PAGE EXCERPT:
┌──
Permabits and Petabytes

October 12, 2008

Dirty Little Secrets About Dirty Little Secrets

Filed under: Jered Floyd — jeredfloyd @ 5:08 pm

Over at eWeek, Chris Preimesberger has what looks like a brutal article on archive systems. On further inspection, though, it looks more like a damning (but nameless) indictment of EMC’s Centera. In that context, he’s spot on, but I wish he didn’t try to drag down all of archiving with one rotten apple!

Let’s look through the problems Chris identifies.

1: Scalability. CAS (content-addressable storage) archives have a hard limit on the number of objects that can be stored.

Let’s clear one thing up right here, Archives are not CAS. CAS — content-addressed storage — is a technology that some archive systems use for deduplication and data authenticity, but this has nothing to do with the system being used as an archive. CAS is not a market, is not a product, and is not an interface — it’s just a class of technologies. Technologies that, in general, make no difference to you from a user perspective. It’s time we moved beyond talking about “CAS”, because it’s just a red herring.

All storage systems have to balance resources, and some choose poorly. Have you ever run out of inodes in your file system because you had too many small files? That’s the same problem that he talks about here. You won’t run into that problem with a Permabit Enterprise Archive… we’re optimized to deliver top performance with an average file size as small as 8 kilobytes. Even with potentially small files like emails you’ll still be able to use all of your archive storage.

2: Performance degradation. As objects pile up in an archive, the speed at which the archive runs slows down tremendously.

Again, all storage systems have the potential to slow down as they fill, not just archive systems. But the (Nexsan-specific) answer seems particularly odd… it talks entirely about databases, specifically single vs. dual databases.
└──
REQUIRED ACTIONS:
**a.** In the archive post, how small an average file size is the Permabit Enterprise Archive said to be optimized for?
**b.** Transcribe the stretch of the archive post from "Permabits and Petabytes" through "one rotten apple!".
The material after this point is separate from the archive post.

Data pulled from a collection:
┌──
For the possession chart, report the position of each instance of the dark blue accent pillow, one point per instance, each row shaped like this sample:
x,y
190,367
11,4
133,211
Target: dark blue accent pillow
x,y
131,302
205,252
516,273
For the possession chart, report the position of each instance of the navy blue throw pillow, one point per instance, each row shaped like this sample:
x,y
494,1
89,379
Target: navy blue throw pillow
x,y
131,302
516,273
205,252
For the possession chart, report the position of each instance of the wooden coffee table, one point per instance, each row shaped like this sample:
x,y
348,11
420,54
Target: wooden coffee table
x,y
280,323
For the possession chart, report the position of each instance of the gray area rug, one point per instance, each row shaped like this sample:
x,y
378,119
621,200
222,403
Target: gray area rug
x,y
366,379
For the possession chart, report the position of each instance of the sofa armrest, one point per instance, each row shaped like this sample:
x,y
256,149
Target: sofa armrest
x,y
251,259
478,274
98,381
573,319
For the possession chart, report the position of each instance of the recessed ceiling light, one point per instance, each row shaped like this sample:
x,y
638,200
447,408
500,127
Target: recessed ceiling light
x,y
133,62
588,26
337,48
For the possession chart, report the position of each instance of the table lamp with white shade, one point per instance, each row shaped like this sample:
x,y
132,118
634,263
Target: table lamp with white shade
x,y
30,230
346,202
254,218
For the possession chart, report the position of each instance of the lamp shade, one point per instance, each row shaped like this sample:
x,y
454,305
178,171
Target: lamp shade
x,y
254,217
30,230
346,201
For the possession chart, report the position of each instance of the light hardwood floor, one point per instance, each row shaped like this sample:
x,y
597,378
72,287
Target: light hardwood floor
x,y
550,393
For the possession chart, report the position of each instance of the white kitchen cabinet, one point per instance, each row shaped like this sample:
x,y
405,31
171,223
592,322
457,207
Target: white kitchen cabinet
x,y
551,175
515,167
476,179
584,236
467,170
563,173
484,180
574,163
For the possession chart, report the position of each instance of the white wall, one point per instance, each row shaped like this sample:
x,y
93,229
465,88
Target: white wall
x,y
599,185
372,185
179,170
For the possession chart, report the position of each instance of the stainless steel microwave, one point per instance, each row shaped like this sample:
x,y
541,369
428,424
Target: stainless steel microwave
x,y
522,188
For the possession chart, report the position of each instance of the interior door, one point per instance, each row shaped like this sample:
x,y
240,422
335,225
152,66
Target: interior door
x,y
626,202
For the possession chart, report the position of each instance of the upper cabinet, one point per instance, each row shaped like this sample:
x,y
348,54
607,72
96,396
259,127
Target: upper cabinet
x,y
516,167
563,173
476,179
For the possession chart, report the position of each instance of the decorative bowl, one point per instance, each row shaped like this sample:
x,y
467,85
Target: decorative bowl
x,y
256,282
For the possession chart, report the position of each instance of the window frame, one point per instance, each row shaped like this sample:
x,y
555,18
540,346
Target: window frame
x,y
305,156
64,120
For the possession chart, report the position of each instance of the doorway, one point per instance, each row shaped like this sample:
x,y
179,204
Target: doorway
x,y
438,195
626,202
└──
FINAL ANSWERS:
**a.** As small as 8 kilobytes.

**b.**
Permabits and Petabytes

October 12, 2008

Dirty Little Secrets About Dirty Little Secrets

Filed under: Jered Floyd — jeredfloyd @ 5:08 pm

Over at eWeek, Chris Preimesberger has what looks like a brutal article on archive systems. On further inspection, though, it looks more like a damning (but nameless) indictment of EMC’s Centera. In that context, he’s spot on, but I wish he didn’t try to drag down all of archiving with one rotten apple!